:: Excerpt provided ::

The SOS Club has been involved with the PSA campaign “Lock Up Your Meds” by providing posters to local pharmacies, distributing flyers and even placing ads in local newspapers.
Sophia has seen how relationships can be changed by substance abuse, and wanted to do something about it. The club not only provides activities that are drug-free, but tries to provide support to those who may be suffering, letting them know they are not alone.
Sophia feels that her leadership role with the club has made her stronger. She has become comfortable with whom she is and the choices she has made. She says that she has acquired the ability to give her opinion, understanding that others may have a different opinion, and that it’s ok.
Sophia has lived in San Clemente her entire life so far. Eventually she would like to go to a college on the east coast and play soccer, one of her favorite sports. She hopes to become a journalist in New York City. Sophia has been greatly influenced by her mom who was one of the founders of iHope in San Clemente, as well as the Wellness and Prevention Center.
“Helping others is simply who we are as a family,” says Sophia.
The club may be reached through San Clemente High School.
Safe Rides Club
The Safe Rides Club operates all year-round but really kicks into high gear around the holidays when parties and other festive events are going strong. “Halloween is a popular date for Safe Rides, and student teams are busy working that night,” shares club president Holly Pope. “If partying students find themselves in a situation - either stranded, their friends have been drinking, or other unsafe situations - they have a confidential place to call for a ride home.

:::
:: Input data ::

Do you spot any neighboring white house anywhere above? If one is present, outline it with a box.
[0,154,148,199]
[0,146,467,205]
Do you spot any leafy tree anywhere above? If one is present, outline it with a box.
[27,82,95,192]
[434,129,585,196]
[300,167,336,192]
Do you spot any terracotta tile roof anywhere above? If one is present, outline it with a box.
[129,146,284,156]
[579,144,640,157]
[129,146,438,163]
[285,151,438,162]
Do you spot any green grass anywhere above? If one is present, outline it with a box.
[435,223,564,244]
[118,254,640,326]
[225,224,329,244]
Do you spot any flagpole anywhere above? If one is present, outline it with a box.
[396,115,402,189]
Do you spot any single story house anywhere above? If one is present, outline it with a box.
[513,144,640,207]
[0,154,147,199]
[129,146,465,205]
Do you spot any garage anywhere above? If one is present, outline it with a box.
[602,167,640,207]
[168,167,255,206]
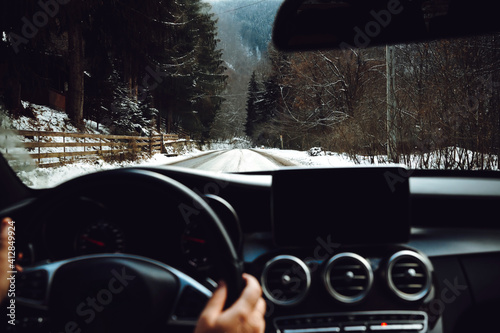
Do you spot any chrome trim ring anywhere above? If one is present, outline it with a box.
[260,255,311,306]
[386,250,433,302]
[322,252,373,304]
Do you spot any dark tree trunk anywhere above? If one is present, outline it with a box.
[66,18,84,131]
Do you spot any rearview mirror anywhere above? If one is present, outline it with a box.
[273,0,500,51]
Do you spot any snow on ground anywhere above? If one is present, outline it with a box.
[256,148,392,167]
[17,150,208,189]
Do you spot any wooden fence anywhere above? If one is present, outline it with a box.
[6,131,179,167]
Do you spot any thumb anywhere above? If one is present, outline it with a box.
[202,281,227,318]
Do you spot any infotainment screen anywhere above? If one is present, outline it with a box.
[272,167,410,247]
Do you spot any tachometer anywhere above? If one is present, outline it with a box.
[75,221,125,255]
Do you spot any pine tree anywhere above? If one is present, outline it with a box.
[245,71,260,138]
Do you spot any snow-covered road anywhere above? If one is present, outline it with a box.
[170,149,292,172]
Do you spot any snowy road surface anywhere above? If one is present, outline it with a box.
[170,149,290,172]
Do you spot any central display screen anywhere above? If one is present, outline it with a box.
[272,167,410,247]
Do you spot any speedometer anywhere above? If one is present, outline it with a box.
[75,221,125,255]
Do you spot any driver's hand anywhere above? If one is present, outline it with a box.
[194,274,266,333]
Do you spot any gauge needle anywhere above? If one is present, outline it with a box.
[82,236,104,246]
[184,236,205,244]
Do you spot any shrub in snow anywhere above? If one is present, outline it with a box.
[307,147,325,156]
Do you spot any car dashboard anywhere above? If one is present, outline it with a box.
[0,167,500,333]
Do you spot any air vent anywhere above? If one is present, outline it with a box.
[261,255,311,305]
[323,252,373,303]
[387,250,432,301]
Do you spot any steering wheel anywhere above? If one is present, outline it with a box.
[17,169,243,333]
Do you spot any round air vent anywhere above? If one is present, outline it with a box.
[387,250,432,301]
[261,255,311,305]
[323,252,373,303]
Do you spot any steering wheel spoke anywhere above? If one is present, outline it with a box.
[18,169,243,333]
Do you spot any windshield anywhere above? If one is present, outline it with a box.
[0,0,500,188]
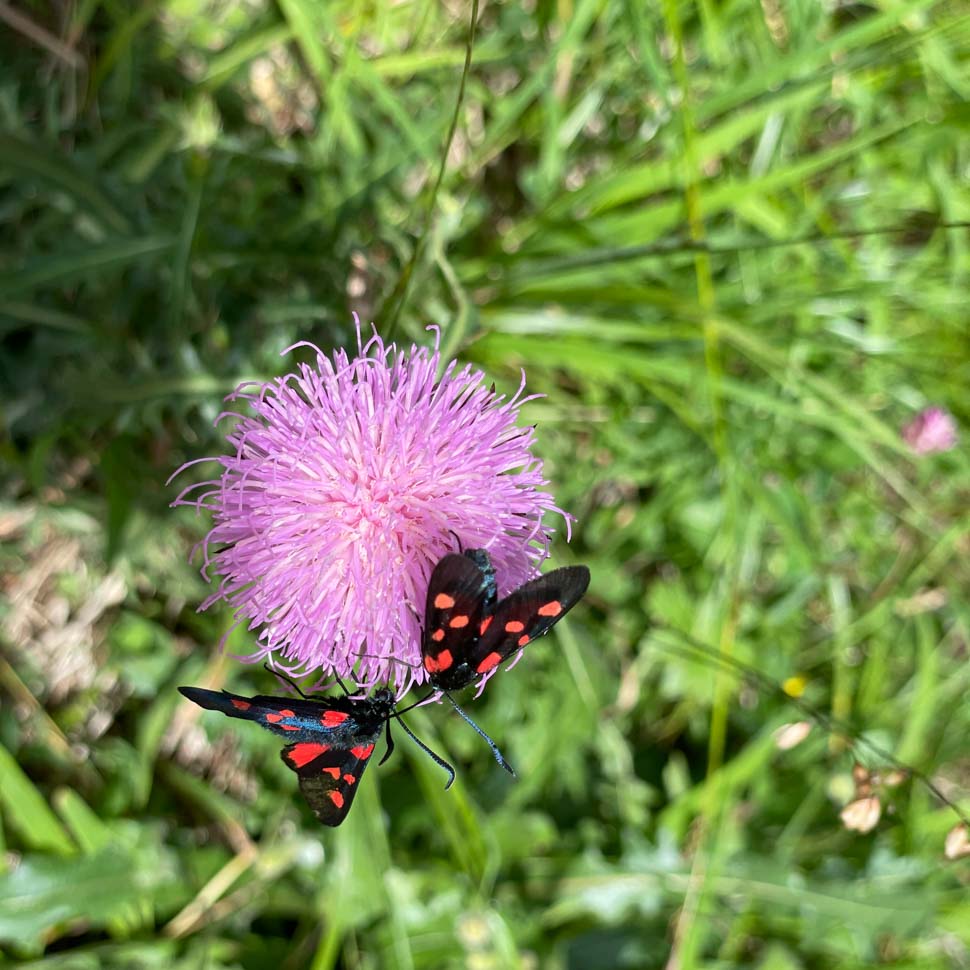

:::

What the task asks: Please edit the passage about Sophia and the SOS Club, starting at "Sophia has lived" and ending at "and Prevention Center.", and write that part out again with "journalist" replaced by "reporter".

Task solution:
Sophia has lived in San Clemente her entire life so far. Eventually she would like to go to a college on the east coast and play soccer, one of her favorite sports. She hopes to become a reporter in New York City. Sophia has been greatly influenced by her mom who was one of the founders of iHope in San Clemente, as well as the Wellness and Prevention Center.